Task objective »
Output all of the records exactly as written.
[Start of section]
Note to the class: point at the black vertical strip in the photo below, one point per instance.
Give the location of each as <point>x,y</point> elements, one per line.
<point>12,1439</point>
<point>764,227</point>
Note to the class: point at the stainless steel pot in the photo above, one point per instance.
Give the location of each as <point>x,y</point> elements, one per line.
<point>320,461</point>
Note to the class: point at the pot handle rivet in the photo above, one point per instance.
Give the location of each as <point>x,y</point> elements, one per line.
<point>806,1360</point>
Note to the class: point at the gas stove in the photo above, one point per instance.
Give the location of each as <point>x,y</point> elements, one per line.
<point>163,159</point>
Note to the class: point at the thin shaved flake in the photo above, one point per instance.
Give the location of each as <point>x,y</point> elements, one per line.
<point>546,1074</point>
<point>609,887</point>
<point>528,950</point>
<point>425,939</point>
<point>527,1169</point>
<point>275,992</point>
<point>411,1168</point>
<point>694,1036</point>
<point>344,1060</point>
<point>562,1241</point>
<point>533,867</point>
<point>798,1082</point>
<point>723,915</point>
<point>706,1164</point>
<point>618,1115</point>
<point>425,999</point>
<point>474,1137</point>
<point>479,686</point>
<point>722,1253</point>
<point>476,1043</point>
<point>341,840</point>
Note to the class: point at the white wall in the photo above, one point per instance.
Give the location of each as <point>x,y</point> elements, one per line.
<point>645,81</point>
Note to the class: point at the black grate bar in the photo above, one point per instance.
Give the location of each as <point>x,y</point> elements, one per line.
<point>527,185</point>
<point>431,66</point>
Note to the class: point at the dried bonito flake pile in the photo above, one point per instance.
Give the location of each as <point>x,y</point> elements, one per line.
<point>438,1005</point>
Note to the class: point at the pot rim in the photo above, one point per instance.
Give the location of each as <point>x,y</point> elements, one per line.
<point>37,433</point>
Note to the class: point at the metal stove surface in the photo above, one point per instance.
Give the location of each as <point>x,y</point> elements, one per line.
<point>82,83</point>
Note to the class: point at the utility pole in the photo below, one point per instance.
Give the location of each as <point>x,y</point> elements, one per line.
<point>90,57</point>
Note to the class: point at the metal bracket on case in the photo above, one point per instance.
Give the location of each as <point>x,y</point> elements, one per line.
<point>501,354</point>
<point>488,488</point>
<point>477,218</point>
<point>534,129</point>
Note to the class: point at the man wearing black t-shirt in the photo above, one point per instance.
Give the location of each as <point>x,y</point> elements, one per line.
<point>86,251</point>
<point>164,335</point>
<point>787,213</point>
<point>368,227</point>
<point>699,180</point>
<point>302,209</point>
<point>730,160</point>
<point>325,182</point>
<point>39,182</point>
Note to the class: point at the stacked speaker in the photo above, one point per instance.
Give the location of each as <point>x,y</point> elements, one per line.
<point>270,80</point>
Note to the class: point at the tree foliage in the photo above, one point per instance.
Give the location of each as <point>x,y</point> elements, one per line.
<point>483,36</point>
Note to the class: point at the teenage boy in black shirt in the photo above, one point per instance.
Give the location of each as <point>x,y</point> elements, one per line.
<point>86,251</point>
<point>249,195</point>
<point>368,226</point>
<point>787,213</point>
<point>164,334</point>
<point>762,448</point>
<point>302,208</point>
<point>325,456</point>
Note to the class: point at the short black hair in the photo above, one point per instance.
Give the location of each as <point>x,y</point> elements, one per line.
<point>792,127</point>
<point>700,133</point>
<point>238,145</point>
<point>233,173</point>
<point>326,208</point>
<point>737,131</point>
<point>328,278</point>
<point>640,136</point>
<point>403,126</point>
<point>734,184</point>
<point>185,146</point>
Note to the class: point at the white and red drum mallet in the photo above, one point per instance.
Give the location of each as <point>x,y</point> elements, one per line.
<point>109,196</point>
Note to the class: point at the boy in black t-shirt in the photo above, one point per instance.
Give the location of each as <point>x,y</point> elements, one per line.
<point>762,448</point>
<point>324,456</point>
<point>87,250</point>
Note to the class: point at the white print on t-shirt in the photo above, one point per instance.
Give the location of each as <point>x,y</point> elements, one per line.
[End of section]
Task output »
Note to the class: point at the black vertical strip in the photo below, one point per instance.
Give the location of each as <point>x,y</point> elements, one per line.
<point>12,1439</point>
<point>764,227</point>
Note to the class: point at the stainless steel pot in the photo above, one point per instance.
Give the location of each as <point>x,y</point> elements, one per line.
<point>320,461</point>
Note to the class: point at the pot handle rivet in the photo above, one point per instance.
Give the location of each as <point>x,y</point> elements, one per line.
<point>806,1360</point>
Note to the class: point at the gas stove in the photo above, one point per instance.
Give the location of each as <point>x,y</point> elements, one per line.
<point>163,159</point>
Note to the class: point at the thin shaved flake in the photo above, one point per instance.
Give the location of each as <point>x,y</point> elements, one per line.
<point>546,1074</point>
<point>609,887</point>
<point>528,950</point>
<point>425,939</point>
<point>527,1169</point>
<point>275,992</point>
<point>411,1168</point>
<point>694,1036</point>
<point>344,1060</point>
<point>562,1241</point>
<point>533,867</point>
<point>798,1082</point>
<point>723,915</point>
<point>706,1164</point>
<point>618,1115</point>
<point>425,999</point>
<point>474,1137</point>
<point>479,686</point>
<point>722,1253</point>
<point>476,1043</point>
<point>341,840</point>
Note to the class: point at the white wall in the photo above, one point per instance.
Give the location of each as <point>x,y</point> elements, one per line.
<point>645,81</point>
Note to the class: point at the black grate bar in the photo above, one point per instance.
Give the location of each as <point>x,y</point> elements, one per line.
<point>527,185</point>
<point>431,66</point>
Note to the class: point at the dried bonito flake pile in the photo above, one point per instance.
Give the location of each as <point>x,y</point> elements, one per line.
<point>438,1005</point>
Note to the class: point at the pot rim in the photo above, one point per instance.
Give the location of each as <point>x,y</point> elements, one per line.
<point>37,433</point>
Note to the class: point at the metal stove surface in the photo above, one point per instance.
Give the location of each as <point>x,y</point> elements, one per line.
<point>82,83</point>
Note to the class: point at the utility pole in the photo below, one point per instance.
Give the location of each as <point>x,y</point> elements, one per line.
<point>90,57</point>
Note to the class: point at the metal bracket on case in the photo above, one point per instance.
Give the location of each as <point>x,y</point> elements, one per line.
<point>501,354</point>
<point>488,488</point>
<point>477,218</point>
<point>534,129</point>
Note to the class: point at the man wearing black t-shirt in the photo above, one point per instance.
Give the location of each as <point>x,y</point> elements, one per line.
<point>86,251</point>
<point>164,335</point>
<point>787,213</point>
<point>368,227</point>
<point>699,180</point>
<point>302,209</point>
<point>730,160</point>
<point>325,182</point>
<point>39,182</point>
Note to the class: point at the stacked speaker in the photo above, one point per instance.
Give the location of each as <point>x,y</point> elements, one per line.
<point>270,80</point>
Note to the class: point at the tree foliage in the photo above, one point per instance.
Give the location of each as <point>x,y</point> elements, one per line.
<point>483,36</point>
Note to the class: point at the teenage boy in black shirt in the photo above, one point per instance.
Give the location of each as <point>x,y</point> elements, one per line.
<point>86,251</point>
<point>249,195</point>
<point>368,226</point>
<point>787,213</point>
<point>164,334</point>
<point>762,448</point>
<point>302,208</point>
<point>325,456</point>
Note to the class: point at the short black hair in the photo above, one point per instance.
Give the location of each as <point>x,y</point> elements, one per line.
<point>792,127</point>
<point>700,133</point>
<point>238,145</point>
<point>233,173</point>
<point>326,208</point>
<point>737,131</point>
<point>328,278</point>
<point>640,136</point>
<point>403,126</point>
<point>734,184</point>
<point>185,146</point>
Note to the class: point at the white and red drum mallet in the photo above, one point per instance.
Give the location of each as <point>x,y</point> elements, one per line.
<point>109,196</point>
Note to the class: point at the boy in black t-shirt in the photo above, one point per instance.
Give the location of each as <point>x,y</point> elements, one per line.
<point>762,448</point>
<point>324,456</point>
<point>87,250</point>
Note to the class: point at the white print on t-shirt in the photo above, one point per instance.
Give the location of each as <point>x,y</point> elements, one per line.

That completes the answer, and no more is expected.